July welcomes two new members to Scappoose school board
July has ushered in a new era for the Scappoose School District.
Out are school board members Lisa Maloney and Tim Brooks, both of whom declined to seek another term. In are Summer Stutsman-Hoag and Gwynn Klobes.
At the May 18 election, Stutsman-Hoag beat out Tanya Francis. Klobes was elected while running unopposed.
Contacted by the Spotlight, Stutsman-Hoag and Klobes outlined their thoughts on their upcoming terms, which expire June 2025.
Stutsman-Hoag has been a pediatric and neonatal intensive care nurse for almost 20 years and has lived in Scappoose for over two decades. Her husband's uncle is Jim Hoag, who also serves on the school board.
Stutsman-Hoag explained her goals for the new school board term.
"I would say first and foremost that my goal is to learn, and then offer my skill set and knowledge to our district," Stutsman-Hoag said. "As we all know, last year was a struggle for many people and a lot of people are in the healing process. We all need to be prepared to give it our all, and as hard as that can be when we are healing, I know our board, district employees and students can do it."
Stutsman-Hoag continued, "As a nurse, I know many of the mental and physical impacts this pandemic has had on communities. I will offer my knowledge on this to our board and community. I also want to see our district focus on evaluating and assisting children in recovering from any academic and emotional setbacks from this last year."

-*-*-

What the task requires
Copy the passage of the school board article that opens with the words "Out are school" and closes with "school board term.".

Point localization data
-*-*-

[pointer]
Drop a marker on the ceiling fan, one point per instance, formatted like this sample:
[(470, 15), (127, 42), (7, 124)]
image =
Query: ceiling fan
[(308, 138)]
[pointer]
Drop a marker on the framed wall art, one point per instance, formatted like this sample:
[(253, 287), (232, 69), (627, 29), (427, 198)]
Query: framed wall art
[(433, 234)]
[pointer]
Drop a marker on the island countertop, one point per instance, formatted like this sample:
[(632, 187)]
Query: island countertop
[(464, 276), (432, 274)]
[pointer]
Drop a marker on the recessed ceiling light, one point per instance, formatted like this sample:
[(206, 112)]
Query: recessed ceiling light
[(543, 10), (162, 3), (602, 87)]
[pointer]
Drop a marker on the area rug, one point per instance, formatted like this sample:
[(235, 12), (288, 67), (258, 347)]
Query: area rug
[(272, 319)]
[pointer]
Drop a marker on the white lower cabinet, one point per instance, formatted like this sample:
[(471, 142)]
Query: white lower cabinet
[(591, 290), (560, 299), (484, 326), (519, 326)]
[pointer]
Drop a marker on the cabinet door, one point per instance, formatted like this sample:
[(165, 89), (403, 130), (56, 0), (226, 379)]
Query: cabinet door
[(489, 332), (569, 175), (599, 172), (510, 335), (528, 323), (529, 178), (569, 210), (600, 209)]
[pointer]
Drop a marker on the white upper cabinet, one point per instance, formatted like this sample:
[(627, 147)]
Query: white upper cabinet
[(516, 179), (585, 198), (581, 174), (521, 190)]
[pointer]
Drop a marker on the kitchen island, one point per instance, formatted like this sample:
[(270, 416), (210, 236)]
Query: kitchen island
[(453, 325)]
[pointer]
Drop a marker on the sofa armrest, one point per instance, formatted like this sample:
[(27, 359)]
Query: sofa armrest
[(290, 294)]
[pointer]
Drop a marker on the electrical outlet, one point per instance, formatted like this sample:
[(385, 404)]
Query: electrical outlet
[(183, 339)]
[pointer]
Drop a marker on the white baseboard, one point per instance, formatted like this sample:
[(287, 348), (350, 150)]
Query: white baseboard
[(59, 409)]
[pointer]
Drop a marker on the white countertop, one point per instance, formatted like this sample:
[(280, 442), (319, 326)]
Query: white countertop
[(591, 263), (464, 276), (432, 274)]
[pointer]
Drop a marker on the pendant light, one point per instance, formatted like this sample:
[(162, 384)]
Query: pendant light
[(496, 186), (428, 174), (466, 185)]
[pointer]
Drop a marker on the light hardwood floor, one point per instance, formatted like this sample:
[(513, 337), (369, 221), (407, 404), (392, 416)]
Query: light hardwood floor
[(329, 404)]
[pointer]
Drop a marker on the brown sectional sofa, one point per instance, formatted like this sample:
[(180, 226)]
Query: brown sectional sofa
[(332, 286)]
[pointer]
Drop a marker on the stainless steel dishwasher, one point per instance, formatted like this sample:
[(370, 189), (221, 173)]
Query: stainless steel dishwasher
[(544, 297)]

-*-*-

Answer to the exercise
Out are school board members Lisa Maloney and Tim Brooks, both of whom declined to seek another term. In are Summer Stutsman-Hoag and Gwynn Klobes.
At the May 18 election, Stutsman-Hoag beat out Tanya Francis. Klobes was elected while running unopposed.
Contacted by the Spotlight, Stutsman-Hoag and Klobes outlined their thoughts on their upcoming terms, which expire June 2025.
Stutsman-Hoag has been a pediatric and neonatal intensive care nurse for almost 20 years and has lived in Scappoose for over two decades. Her husband's uncle is Jim Hoag, who also serves on the school board.
Stutsman-Hoag explained her goals for the new school board term.